[Start of section]

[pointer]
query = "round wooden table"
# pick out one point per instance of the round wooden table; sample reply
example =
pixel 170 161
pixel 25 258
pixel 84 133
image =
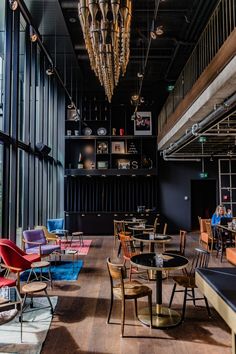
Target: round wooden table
pixel 162 317
pixel 156 239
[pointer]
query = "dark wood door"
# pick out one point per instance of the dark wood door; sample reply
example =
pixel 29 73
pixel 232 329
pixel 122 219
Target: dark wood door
pixel 203 200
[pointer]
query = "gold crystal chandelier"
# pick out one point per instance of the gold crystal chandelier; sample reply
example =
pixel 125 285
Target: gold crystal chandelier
pixel 106 29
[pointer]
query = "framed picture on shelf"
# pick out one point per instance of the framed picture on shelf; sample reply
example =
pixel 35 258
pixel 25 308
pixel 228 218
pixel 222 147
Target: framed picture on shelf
pixel 123 164
pixel 143 123
pixel 117 147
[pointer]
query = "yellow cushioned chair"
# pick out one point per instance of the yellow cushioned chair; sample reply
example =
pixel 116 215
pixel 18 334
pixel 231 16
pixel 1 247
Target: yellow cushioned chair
pixel 49 235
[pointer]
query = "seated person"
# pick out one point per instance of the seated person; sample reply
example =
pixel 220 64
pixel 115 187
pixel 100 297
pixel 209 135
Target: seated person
pixel 229 213
pixel 219 212
pixel 216 220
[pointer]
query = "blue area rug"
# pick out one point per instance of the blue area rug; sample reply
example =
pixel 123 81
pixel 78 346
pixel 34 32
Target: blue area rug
pixel 59 271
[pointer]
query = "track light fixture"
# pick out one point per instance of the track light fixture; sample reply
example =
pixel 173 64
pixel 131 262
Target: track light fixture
pixel 13 4
pixel 33 35
pixel 156 31
pixel 50 71
pixel 106 30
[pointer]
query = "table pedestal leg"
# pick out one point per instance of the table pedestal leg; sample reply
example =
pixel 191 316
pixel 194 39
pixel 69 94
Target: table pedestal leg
pixel 162 317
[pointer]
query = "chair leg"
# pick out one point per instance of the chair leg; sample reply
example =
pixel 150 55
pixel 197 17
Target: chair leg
pixel 207 306
pixel 136 307
pixel 172 295
pixel 184 303
pixel 130 272
pixel 111 305
pixel 150 308
pixel 119 250
pixel 49 300
pixel 122 317
pixel 193 295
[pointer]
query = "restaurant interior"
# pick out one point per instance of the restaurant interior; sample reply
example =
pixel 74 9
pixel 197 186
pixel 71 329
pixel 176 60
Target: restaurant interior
pixel 117 155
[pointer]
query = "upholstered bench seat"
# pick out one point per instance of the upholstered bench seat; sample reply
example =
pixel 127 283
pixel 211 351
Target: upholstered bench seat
pixel 223 281
pixel 231 255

[End of section]

> _PROBLEM TO WORK ON_
From the material above, set down exactly the lines starting at the one with "# pick out one point per instance of the gold" and ending at the one with "pixel 116 215", end lines included.

> _PROBLEM SOLUTION_
# pick out one point per instance of the gold crystal chandelier; sample reply
example =
pixel 125 285
Target: gold crystal chandelier
pixel 106 29
[pointer]
query = "framed picture on shelf"
# pick out one point per instance of the framed picture on shelf; sample reply
example =
pixel 35 258
pixel 25 308
pixel 228 218
pixel 222 147
Target: framed picture on shelf
pixel 123 164
pixel 143 123
pixel 117 147
[pointer]
query = "yellow cushioned chair"
# pick out one point per instance of the yellow cushioned chair; sample reply
example =
pixel 116 215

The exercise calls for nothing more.